ЧТО СДЕЛАТЬ
a) Процитируйте фрагмент текста о поэме Васильева, начиная со слов «Между тем не» и заканчивая словами «обвинения становится очевидной.».
b) Продолжите текст о поэме Васильева, начав сразу после его последнего предложения.
++++ ИЗВЛЕЧЁННЫЙ ТЕКСТ
Между тем не нужно даже логическими доводами доказывать абсурдность положения, что молодой советский поэт, громко славивший пятилетку, на пятнадцатом году Октября мог питать сочувствие к белогвардейщине. Достаточно внимательно прочесть поэму, и бессмыслица подобного обвинения становится очевидной.
Беда в том, что и сейчас еще не совсем перевелись ценители, упорно путающие предмет изображения со смыслом изображаемого, забывающие или вообще не знающие, что есть такая штука — авторская позиции. А тридцать пять лет назад их было неизмеримо больше, и их мнение оказалось решающим. Васильев писал о разгроме белого казачества в гражданской войне, показывая его лагерь изнутри, и этого было достаточно для обвинения его поэмы в самых тяжких грехах, хотя вся логика его произведения утверждала закономерность этого разгрома, утверждала, что цели победителей неизмеримо выше, светлее, человечнее корыстных целей мятежников против Советской власти.
«Песне о гибели казачьего войска», по существу, предъявлялись те же обвинения, которые слышал тогда автор «Тихого Дона». Но шолоховский роман был опубликован, его прочли миллионы, и вздорность упреков в «надклассовом гуманизме» скоро стала ясна всем. А «Песня» Так и осталась тогда ненапечатанной.
Между «Песней» и «Тихим Доном» вообще нетрудно найти точки соприкосновения, хотя, разумеется, идейно-художественное значение юношеской поэмы Васильева и гениальной шолоховской эпопеи несопоставимо. В обоих произведениях речь идет о бесплодности и обреченности выступления казачества против власти народа, выступления, которое обернулось страшной трагедией для многих казаков-тружеников, не нашедших правильного места в борьбе, обманутых казацкой верхушкой и погибших за чуждые им, по существу, цели, под чужими для них знаменами. Поэта можно упрекнуть лишь в том, что он не очень четко показал расслоение казацкой массы, но в лирической поэме, где нет индивидуализированных героев, сделать это, избежав лобовой декларативности, было невероятно трудно.
++++++++
++++ ПЕРЕЧЕНЬ ДАННЫХ
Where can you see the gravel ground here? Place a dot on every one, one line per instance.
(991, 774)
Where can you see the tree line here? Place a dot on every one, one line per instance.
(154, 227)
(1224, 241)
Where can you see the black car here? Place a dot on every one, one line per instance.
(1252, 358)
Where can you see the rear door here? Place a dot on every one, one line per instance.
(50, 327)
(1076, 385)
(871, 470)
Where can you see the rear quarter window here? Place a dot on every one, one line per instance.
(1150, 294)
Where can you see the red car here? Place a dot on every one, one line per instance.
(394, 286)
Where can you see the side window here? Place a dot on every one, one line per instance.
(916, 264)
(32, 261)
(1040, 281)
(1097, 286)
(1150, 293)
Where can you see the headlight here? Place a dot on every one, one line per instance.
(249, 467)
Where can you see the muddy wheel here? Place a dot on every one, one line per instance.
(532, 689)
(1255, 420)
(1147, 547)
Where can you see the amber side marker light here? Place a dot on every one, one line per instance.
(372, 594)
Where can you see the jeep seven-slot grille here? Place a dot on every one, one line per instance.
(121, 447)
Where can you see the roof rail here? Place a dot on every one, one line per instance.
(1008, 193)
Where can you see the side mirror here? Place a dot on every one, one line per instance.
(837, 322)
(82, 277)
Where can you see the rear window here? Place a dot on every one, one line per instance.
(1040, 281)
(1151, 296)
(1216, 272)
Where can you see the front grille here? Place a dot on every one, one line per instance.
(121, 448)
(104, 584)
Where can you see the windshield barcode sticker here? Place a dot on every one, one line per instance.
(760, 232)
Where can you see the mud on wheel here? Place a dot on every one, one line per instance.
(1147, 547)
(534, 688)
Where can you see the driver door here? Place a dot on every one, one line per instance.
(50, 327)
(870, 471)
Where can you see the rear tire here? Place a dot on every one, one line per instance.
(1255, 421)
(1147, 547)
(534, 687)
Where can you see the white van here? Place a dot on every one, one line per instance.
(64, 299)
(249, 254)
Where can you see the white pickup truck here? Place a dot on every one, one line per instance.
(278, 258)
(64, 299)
++++++++
ИТОГОВЫЕ ОТВЕТЫ
a)
Между тем не нужно даже логическими доводами доказывать абсурдность положения, что молодой советский поэт, громко славивший пятилетку, на пятнадцатом году Октября мог питать сочувствие к белогвардейщине. Достаточно внимательно прочесть поэму, и бессмыслица подобного обвинения становится очевидной.

b)
Тема же обреченности казацкого «похода» за свои былые привилегии, за былую «волю», которая оборачивалась тяжкой неволей для «мужика» и «инородца», пронзительной нотой начинает звучать с первых главок поэмы: «Обними меня руками лебедиными, сгину, сгину за полями за полынными. Торопи коней, путь далеч, видно, вам, казаки, полечь».
Эта нота достигает предельной высоты в картине последнего бегства разгромленного казацкого войска, когда перед сознанием мятежников воочию предстает вся бессмысленность и преступность их пути: «Белоперый, чалый, быстрый буран, черные знамена бегут на Зайсан, а буран их крутит и так и сяк, клыкастый отбитый волчий косяк. Атаман, скажи-ка, по чьей вине атаманша-сабля вся в седине? Атаман, скажи-ка, по чьей вине полстраны в пожарах, в дыму, в огне? ...Обступает темень со всех сторон, что подбитых воронов — черных знамен».
Поэт жалеет о бессмысленной гибели людей, павших за чужие цели, обманутых и преданных, людей, которые могли бы найти верную дорогу, обрести настоящее человеческое счастье, сочувствует горю их семей. Плач слышится в колыбельной казачки: «Спи ты, мое дитятко, малеиький-мал. Далеко отец твой в снегах застрял. Далеко-далешень-ки, вдалеке. Кровь у твово батюшки на виске».
Но разве эта жалость разоружает? Ведь она не мешает поэту с огромной силой выразить жестокую правоту гражданской войны, ставящей принадлежность к одному из враждующих лагерей выше самых близких родственных связей (и тут опять невольно вспоминается Шолохов, прежде всего его «Донские рассказы», где буря революции рушит крепости казацких семей, где отец убивает сына, а брат идет на брата): «Мы прокляли тех, кто для опавших, что вишен, утех кости в полынях седых растерял, в красные звезды, не целясь, стрелял, кроясь в осоку и выцветший ил, молодость нашу топтал и рубил. Пусть он отец твой, и пусть он твой брат, не береги для другого заряд. Если же вспомнишь его седину, если же вспомнишь большую луну, если припомнишь, как, горько любя, в зыбке старуха качала тебя, если припомнишь, что пел коростель, крепче бери стариков на прицел».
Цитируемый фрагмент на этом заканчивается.